• Written exercise
Output only the lines from the one holding "Target: terracotta roof tile" to the end of the data below, please, copied exactly.

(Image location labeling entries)
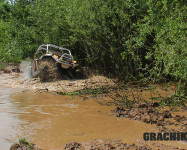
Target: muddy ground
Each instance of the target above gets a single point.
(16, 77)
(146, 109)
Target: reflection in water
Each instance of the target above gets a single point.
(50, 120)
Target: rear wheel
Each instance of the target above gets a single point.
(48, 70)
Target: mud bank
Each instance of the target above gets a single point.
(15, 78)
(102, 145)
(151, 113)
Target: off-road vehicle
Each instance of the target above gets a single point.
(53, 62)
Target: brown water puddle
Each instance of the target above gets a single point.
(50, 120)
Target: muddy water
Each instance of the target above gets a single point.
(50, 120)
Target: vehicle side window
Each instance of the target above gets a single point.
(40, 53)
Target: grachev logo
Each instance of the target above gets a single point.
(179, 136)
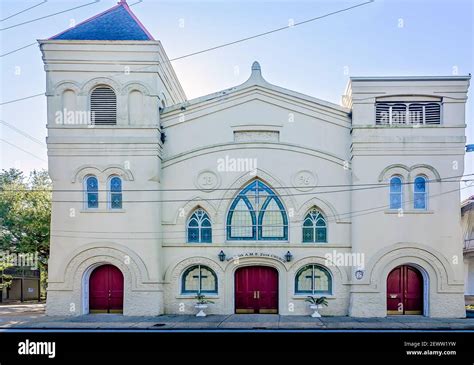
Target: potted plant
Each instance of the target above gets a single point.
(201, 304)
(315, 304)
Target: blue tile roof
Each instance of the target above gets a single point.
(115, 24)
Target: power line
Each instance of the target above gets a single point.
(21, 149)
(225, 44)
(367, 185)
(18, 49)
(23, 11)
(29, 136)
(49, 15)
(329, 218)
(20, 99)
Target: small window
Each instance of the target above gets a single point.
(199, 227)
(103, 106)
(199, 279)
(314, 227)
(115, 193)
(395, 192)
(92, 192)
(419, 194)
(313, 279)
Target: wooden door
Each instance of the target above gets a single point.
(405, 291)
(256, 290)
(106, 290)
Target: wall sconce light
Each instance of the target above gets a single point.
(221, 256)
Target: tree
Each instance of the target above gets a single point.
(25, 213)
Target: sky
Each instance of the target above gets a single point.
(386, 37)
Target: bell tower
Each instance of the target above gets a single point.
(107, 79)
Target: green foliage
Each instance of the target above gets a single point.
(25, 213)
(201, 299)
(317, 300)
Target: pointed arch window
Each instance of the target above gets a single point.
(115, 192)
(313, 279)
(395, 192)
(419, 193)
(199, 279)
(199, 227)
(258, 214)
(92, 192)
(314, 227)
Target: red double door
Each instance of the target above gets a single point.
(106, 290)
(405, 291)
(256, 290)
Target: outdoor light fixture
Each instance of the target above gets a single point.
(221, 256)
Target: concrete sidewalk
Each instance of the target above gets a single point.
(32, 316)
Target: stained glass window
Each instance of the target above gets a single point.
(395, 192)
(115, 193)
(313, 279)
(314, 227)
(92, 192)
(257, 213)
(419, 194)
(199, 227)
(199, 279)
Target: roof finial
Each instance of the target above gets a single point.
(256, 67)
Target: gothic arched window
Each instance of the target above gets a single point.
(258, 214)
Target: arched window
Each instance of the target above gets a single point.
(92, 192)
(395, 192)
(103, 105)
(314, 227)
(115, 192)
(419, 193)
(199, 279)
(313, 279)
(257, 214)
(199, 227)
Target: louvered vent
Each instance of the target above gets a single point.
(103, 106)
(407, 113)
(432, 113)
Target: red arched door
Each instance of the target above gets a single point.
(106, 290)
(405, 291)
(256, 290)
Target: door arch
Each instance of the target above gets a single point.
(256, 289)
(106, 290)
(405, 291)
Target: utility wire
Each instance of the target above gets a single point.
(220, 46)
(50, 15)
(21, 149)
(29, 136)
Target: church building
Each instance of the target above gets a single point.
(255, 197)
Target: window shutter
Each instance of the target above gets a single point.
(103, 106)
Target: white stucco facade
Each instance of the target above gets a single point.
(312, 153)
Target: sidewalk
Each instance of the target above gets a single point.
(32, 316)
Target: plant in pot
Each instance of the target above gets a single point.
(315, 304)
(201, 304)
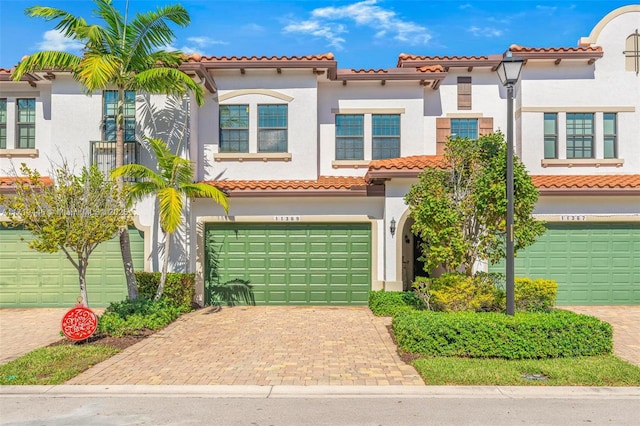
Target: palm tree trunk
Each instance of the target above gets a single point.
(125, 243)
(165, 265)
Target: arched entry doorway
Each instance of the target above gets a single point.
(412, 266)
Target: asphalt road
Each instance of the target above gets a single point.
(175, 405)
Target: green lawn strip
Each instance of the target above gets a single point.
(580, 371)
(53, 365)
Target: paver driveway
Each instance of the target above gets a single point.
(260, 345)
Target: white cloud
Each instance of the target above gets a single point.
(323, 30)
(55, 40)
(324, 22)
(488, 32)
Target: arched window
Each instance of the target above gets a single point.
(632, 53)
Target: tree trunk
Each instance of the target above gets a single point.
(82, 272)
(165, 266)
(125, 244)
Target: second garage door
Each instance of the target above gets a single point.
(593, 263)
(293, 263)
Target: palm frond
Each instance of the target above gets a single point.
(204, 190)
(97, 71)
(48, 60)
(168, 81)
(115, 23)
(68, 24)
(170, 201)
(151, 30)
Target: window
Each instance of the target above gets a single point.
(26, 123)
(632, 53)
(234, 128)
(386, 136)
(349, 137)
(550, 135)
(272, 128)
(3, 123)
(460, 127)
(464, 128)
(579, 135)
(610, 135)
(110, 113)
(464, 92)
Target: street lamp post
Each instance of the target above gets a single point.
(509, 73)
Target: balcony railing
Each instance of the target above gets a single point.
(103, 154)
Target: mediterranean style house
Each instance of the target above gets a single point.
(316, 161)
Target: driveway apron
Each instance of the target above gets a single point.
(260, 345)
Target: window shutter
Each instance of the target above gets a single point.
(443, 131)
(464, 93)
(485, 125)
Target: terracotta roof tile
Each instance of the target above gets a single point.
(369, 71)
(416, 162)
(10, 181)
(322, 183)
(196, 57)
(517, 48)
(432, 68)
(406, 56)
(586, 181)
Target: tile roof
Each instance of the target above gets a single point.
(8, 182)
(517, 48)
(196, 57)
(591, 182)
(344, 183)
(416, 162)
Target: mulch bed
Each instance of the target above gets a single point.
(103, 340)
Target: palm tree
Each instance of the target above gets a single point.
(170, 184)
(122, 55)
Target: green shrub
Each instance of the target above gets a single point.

• Finished answer
Target: terracotta roof tile
Each instance of the target above gets a single point.
(369, 71)
(416, 162)
(10, 181)
(322, 183)
(196, 57)
(517, 48)
(432, 68)
(406, 56)
(586, 181)
Target: tile roof
Each instance of the target above gets a single point.
(8, 182)
(517, 48)
(196, 57)
(591, 182)
(344, 183)
(416, 162)
Target: mulch bed
Each instance of the target above gets a single point.
(103, 340)
Target: palm tree
Each instance of the target above gets a single point.
(170, 184)
(122, 55)
Target: green shrub
Each instance of the target above gets a single point.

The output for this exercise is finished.